[Consigne 1] Mettez à jour le passage de l'extrait situé entre « 3. ces interactions » et « ne tient pas. », bornes incluses, en substituant « proximité géographique » à « proximité spatiale ».
[Consigne 2] Dans l'extrait, quel seuil de fréquence des rencontres en face à face est proposé pour le petit test ?
[Consigne 3]
Les affirmations suivantes concordent-elles avec l'extrait ? Pour chacune, répondez par oui ou par non et citez les mots décisifs de l'extrait.
(a) L'auteur juge erroné l'enchaînement proposé dans la deuxième partie du billet.
(b) Les études empiriques contredisent le caractère collectif de l'innovation.
(c) Le test invite à publier la proportion M/N en commentaire.

[Extrait fourni]
__________
Facebook ou la mort de la géographie

Via rationalité limitée, je
découvre ce billet d’Edward Glaeser, qui revient sur une conclusion classique côté
recherche mais très mal intégrée hors de la sphère académique : le développement de Facebook (plus généralement des TIC) ne conduit pas à la « mort de la géographie », comme dirait
l’autre, il s’inscrit en complémentarité. Pour une part essentielle, on échange via les TIC avec les personnes avec lesquelles on interagit de manière plus traditionnelle. Pour vous en
convaincre, vous pouvez aller jeter un œil sur les articles en lien sur son billet, ou bien vous livrer à ce petit test :

i) comptabilisez sur une journée type le nombre de mails que vous envoyez. Notons N ce nombre,

ii) recensez le nombre de mails que vous envoyez à des personnes avec lesquelles vous interagissez régulièrement en face à face (pour
se donner un seuil : disons au moins une fois par semaine). Notons M ce nombre,

iii) calculez la proportion M/N puis postez-là en commentaire, on pourra en calculer la moyenne.

Vous pouvez faire le même exercice avec vos amis Facebook, ou avec les coups de fils passés via votre portable ou votre fixe,
etc.

Je suis moins d’accord avec l’enchainement proposée dans la deuxième partie du billet, très classique pour les spécialistes de
l’économie géographique, mais hélas erroné. Je résume l’enchaînement :

1. l’activité d’innovation est une activité collective,

2. pour innover il convient donc d’interagir,

3. ces interactions supposent de la proximité spatiale, les TIC ne permettant pas de régler des problèmes trop complexes (on retrouve
la thèse de la nature tacite des connaissances développées par les évolutionnistes, voir cet excellent petit ouvrage (chapitre 4) pour des précisions),

4. les acteurs innovants vont donc logiquement se localiser là où sont les autres acteurs innovants, afin de bénéficier de ces
interactions de face à face.

Toutes les études empiriques confirment le point 1 : l’innovation est une activité éminemment collective, la figure de
l’entrepreneur-innovateur schumpétérien développant au fond de son garage l’invention du siècle ne tient pas.
__________
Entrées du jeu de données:
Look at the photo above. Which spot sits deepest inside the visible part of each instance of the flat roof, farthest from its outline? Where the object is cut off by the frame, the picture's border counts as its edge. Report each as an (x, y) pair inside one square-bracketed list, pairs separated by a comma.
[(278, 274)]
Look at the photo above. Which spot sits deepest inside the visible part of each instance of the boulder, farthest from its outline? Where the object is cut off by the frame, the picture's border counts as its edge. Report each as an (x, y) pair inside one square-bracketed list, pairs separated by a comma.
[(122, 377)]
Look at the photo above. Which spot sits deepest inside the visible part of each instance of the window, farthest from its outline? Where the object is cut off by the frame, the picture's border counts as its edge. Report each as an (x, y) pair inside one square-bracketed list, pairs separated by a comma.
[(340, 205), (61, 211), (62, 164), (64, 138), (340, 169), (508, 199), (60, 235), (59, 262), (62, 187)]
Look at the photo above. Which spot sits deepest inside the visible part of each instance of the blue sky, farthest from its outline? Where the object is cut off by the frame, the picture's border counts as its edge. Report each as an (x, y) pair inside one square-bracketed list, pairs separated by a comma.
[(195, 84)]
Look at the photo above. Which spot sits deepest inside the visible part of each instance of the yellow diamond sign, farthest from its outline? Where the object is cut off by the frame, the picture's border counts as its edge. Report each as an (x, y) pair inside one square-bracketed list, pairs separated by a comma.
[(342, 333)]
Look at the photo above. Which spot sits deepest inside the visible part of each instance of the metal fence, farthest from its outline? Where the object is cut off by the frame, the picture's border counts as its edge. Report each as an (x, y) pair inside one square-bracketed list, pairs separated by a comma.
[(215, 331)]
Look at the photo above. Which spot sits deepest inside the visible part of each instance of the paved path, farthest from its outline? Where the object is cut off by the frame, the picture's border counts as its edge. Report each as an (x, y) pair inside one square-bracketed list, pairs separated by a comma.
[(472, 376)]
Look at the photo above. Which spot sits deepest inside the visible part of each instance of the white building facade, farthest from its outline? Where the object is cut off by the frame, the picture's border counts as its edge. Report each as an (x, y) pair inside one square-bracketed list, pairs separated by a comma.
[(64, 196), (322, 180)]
__________
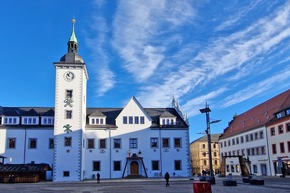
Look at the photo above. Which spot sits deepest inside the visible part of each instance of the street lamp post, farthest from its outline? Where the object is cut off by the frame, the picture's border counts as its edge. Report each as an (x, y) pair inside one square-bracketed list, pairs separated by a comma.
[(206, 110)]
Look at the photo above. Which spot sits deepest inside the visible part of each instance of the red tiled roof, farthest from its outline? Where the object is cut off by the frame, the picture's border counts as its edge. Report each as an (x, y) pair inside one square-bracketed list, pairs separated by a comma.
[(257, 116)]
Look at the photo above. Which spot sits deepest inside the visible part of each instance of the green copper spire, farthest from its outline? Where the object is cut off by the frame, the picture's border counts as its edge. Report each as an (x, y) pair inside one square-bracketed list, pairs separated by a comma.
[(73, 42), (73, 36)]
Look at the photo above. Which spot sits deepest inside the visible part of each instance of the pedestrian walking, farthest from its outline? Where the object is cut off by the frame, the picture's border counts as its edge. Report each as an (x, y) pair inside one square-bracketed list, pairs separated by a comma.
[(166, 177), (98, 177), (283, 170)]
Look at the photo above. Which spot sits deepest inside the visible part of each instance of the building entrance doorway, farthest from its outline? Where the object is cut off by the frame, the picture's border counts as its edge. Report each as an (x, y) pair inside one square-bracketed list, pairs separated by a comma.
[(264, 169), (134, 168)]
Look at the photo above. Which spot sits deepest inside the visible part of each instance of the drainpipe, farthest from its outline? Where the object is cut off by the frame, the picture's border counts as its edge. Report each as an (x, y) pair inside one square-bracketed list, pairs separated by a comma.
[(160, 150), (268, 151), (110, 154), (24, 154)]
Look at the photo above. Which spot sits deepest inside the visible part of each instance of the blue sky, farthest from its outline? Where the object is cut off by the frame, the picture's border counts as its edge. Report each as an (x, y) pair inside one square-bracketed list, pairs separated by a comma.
__________
[Résultat attendu 1]
3. ces interactions supposent de la proximité géographique, les TIC ne permettant pas de régler des problèmes trop complexes (on retrouve
la thèse de la nature tacite des connaissances développées par les évolutionnistes, voir cet excellent petit ouvrage (chapitre 4) pour des précisions),

4. les acteurs innovants vont donc logiquement se localiser là où sont les autres acteurs innovants, afin de bénéficier de ces
interactions de face à face.

Toutes les études empiriques confirment le point 1 : l’innovation est une activité éminemment collective, la figure de
l’entrepreneur-innovateur schumpétérien développant au fond de son garage l’invention du siècle ne tient pas.

[Résultat attendu 2] Au moins une fois par semaine.

[Résultat attendu 3]
(a) Oui : « mais hélas erroné ».
(b) Non : « Toutes les études empiriques confirment le point 1 : l’innovation est une activité éminemment collective ».
(c) Oui : « calculez la proportion M/N puis postez-là en commentaire ».